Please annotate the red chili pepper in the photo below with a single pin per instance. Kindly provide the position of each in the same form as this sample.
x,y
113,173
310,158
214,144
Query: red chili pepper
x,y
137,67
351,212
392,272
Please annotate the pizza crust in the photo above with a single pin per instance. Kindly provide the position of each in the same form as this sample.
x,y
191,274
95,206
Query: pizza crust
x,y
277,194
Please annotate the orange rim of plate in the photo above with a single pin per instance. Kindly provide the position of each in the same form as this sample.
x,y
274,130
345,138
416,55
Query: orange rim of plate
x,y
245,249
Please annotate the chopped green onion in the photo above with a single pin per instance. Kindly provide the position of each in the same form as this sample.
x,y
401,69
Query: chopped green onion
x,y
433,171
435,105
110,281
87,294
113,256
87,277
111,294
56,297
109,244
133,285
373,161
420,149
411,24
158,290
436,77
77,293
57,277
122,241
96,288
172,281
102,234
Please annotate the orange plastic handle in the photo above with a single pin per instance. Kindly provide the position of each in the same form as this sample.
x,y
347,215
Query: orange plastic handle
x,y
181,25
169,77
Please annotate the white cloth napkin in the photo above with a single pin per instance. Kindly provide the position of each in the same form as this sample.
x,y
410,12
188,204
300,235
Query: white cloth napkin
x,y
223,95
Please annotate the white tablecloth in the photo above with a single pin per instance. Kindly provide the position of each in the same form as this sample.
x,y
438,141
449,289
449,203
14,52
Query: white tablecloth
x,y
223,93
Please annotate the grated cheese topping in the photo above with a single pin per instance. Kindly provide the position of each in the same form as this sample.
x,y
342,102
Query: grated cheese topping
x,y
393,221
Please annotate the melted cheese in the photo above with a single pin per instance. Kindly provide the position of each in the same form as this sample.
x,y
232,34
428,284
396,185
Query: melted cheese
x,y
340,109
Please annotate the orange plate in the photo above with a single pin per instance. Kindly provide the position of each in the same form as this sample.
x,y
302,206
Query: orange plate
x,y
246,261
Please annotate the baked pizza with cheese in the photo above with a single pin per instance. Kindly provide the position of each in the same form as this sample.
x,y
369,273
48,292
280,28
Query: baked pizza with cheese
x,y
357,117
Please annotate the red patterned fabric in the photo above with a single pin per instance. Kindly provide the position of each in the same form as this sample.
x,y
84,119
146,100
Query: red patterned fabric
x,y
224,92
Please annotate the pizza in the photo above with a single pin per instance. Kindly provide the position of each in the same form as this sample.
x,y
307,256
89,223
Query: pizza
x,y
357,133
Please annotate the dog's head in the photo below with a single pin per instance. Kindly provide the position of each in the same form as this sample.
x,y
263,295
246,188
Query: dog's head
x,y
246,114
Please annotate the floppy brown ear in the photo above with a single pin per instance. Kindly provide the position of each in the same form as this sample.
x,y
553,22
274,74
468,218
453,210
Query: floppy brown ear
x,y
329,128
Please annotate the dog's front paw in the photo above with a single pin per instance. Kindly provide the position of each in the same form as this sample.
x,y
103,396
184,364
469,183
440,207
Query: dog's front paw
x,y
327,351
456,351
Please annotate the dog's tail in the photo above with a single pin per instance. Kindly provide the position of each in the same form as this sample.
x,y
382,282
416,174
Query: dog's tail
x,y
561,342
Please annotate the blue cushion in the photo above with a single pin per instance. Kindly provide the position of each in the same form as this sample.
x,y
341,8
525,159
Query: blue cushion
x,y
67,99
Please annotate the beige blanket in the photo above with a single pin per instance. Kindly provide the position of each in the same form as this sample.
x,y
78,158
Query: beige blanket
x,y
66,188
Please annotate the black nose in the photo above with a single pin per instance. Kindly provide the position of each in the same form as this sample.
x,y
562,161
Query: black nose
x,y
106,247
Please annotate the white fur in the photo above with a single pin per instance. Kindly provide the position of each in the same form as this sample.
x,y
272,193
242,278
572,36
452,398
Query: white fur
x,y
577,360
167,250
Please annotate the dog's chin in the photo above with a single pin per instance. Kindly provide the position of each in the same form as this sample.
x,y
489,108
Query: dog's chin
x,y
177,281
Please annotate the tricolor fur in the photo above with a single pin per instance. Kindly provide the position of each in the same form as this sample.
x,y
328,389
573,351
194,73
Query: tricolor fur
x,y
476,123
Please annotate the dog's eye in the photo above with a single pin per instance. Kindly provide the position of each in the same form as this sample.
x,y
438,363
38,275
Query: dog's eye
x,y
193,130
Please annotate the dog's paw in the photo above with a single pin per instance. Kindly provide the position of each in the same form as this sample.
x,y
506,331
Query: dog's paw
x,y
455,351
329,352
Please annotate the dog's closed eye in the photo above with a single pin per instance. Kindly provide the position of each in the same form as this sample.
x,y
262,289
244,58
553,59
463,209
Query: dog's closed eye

▶ **WORK TO COMPLETE**:
In the records above, locate the line that contains "Please annotate the white fur". Repeat it and every line after it, exactly, and nothing else.

▶ **EXERCISE ANSWER**:
Please annotate the white fur in the photo above with a single pin per instance. Kindly provide the position of each in the same form as this sample.
x,y
272,193
242,278
572,36
452,398
Query: white fur
x,y
577,360
167,250
Please annotate the dog's chin in the photo above with a single pin per instance. Kindly provide the position of each in the same form as this sample.
x,y
489,108
Query: dog's chin
x,y
177,281
Please annotate the tricolor fur in the photo above with a single pin per instance. Kindly provide the position of each in the same form as this sample.
x,y
328,389
573,351
194,73
Query: tricolor fur
x,y
476,123
Please annotate the dog's eye in the photo above with a single pin per instance. Kindly provide the position of each in the same form as this sample.
x,y
438,363
38,275
Query: dog's eye
x,y
193,130
Please annotate the dog's paw in the photo above with a single pin per instance. Kindly provide the position of each in the same form as this sample.
x,y
506,331
Query: dog's paw
x,y
455,351
329,352
Please annotate the dog's closed eye in the photo above with a single pin per instance. Kindly provide the position of each in the same form as this sample.
x,y
262,289
244,58
553,59
463,209
Query: dog's closed eye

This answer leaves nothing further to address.